*** Opening Provided data ***
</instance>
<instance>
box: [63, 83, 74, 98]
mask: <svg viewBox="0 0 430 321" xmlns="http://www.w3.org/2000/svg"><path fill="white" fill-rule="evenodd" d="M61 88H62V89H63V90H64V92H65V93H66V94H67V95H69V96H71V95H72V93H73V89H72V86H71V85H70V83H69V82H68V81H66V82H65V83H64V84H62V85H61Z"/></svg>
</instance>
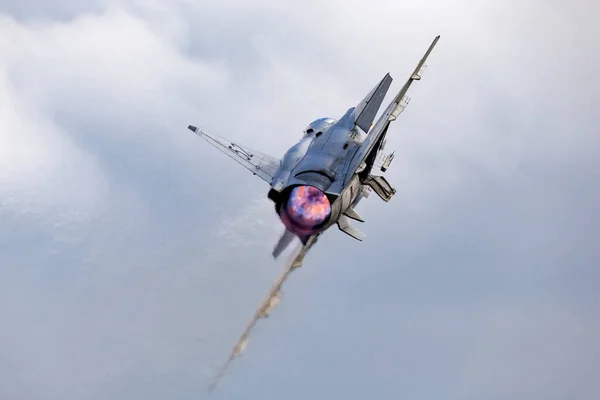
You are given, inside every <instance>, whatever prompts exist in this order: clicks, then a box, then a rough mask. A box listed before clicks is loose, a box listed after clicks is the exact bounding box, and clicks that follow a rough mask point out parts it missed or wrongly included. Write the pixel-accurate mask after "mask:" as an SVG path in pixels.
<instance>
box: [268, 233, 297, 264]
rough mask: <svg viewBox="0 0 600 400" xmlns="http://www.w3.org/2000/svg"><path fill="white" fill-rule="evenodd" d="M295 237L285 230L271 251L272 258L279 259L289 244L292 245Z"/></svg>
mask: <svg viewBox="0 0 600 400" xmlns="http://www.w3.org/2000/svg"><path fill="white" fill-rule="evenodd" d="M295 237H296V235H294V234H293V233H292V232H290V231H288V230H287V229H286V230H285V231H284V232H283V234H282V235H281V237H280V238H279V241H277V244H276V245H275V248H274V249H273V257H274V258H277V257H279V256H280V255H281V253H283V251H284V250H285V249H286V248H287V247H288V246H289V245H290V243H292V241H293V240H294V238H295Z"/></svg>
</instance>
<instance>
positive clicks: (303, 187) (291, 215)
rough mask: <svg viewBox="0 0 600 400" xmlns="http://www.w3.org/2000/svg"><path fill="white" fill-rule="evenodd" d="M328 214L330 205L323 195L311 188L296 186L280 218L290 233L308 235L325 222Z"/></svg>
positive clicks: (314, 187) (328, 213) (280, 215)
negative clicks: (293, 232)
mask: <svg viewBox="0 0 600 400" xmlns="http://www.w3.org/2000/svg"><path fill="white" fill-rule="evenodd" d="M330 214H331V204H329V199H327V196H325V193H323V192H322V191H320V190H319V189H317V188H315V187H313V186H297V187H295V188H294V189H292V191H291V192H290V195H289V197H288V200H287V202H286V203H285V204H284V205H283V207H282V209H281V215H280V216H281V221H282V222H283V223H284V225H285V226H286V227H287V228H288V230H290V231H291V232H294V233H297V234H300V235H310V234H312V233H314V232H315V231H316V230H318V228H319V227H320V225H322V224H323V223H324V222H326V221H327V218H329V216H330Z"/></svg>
*** Closing Provided data ***
Your assignment ->
The lines sought are those in the data above that include the string "positive"; copy each one.

Expected output ->
positive clicks: (303, 187) (291, 215)
positive clicks: (314, 187) (328, 213) (280, 215)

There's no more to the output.